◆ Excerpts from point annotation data
* * *

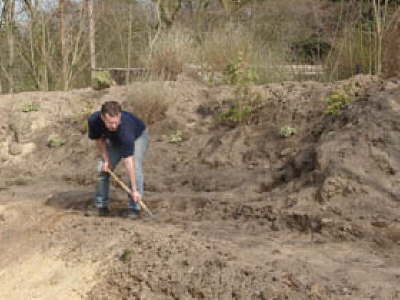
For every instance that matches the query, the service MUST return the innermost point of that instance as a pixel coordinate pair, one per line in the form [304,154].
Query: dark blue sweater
[128,131]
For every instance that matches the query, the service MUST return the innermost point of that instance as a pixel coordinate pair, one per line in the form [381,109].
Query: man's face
[111,122]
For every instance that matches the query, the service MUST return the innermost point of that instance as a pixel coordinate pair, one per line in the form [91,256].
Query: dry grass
[148,103]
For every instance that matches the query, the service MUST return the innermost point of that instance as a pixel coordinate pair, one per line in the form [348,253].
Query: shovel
[128,190]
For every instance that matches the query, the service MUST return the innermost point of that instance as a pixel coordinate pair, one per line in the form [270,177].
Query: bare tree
[92,38]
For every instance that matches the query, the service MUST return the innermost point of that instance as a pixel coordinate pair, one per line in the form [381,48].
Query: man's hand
[106,166]
[136,196]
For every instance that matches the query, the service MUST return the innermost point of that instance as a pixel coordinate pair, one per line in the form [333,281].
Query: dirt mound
[293,203]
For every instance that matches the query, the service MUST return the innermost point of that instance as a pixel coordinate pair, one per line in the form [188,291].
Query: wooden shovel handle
[128,190]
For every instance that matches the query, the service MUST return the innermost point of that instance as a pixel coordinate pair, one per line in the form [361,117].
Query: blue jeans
[114,153]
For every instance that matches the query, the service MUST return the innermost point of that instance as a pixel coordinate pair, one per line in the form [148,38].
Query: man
[118,135]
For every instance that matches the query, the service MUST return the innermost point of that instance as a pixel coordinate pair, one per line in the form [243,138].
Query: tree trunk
[63,53]
[92,39]
[9,8]
[43,72]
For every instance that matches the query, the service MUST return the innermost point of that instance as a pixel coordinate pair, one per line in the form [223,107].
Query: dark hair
[112,108]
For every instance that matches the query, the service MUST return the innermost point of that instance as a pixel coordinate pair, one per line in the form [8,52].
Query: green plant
[287,131]
[235,115]
[242,76]
[29,107]
[336,101]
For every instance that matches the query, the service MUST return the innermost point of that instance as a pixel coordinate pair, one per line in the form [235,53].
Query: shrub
[102,80]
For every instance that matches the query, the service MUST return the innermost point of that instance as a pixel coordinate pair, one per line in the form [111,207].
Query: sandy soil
[240,212]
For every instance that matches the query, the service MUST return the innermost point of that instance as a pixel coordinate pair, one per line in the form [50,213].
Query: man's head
[111,115]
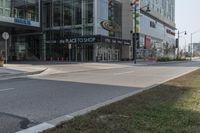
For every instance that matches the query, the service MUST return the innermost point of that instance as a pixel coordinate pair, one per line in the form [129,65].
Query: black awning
[97,39]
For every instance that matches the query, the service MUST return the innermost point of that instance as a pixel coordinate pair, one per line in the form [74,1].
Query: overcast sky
[188,18]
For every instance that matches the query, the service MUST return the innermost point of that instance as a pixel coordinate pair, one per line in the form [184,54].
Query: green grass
[173,107]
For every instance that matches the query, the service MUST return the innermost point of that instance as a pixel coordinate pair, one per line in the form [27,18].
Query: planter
[1,63]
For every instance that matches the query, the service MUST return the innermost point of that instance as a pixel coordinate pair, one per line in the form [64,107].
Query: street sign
[5,36]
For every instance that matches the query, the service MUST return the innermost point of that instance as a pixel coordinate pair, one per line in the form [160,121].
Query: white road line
[124,73]
[8,89]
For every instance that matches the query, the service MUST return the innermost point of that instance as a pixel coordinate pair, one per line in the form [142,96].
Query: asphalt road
[29,101]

* * *

◆ Work to be completed
Reproduce the stretch from the line containing "the form [64,107]." through the end of the material, switching "innermost" to "central" everywhere it occurs and leaving all else unchanged.

◆ Written answer
For every instance that matches the query, the service MUST return the central point of that instance as a pixel coordinate pair, one per line in the form [64,107].
Query: street sign
[5,36]
For every instance that matches the query, the service MUST return the central point of that instance as a pixel coordinate pair, one per line in the form [160,121].
Query: white road line
[124,73]
[8,89]
For every instance that matches the query, the service MUST return the central point of that instance as a pixel coordinate pair, one per line in the form [142,96].
Query: asphalt road
[29,101]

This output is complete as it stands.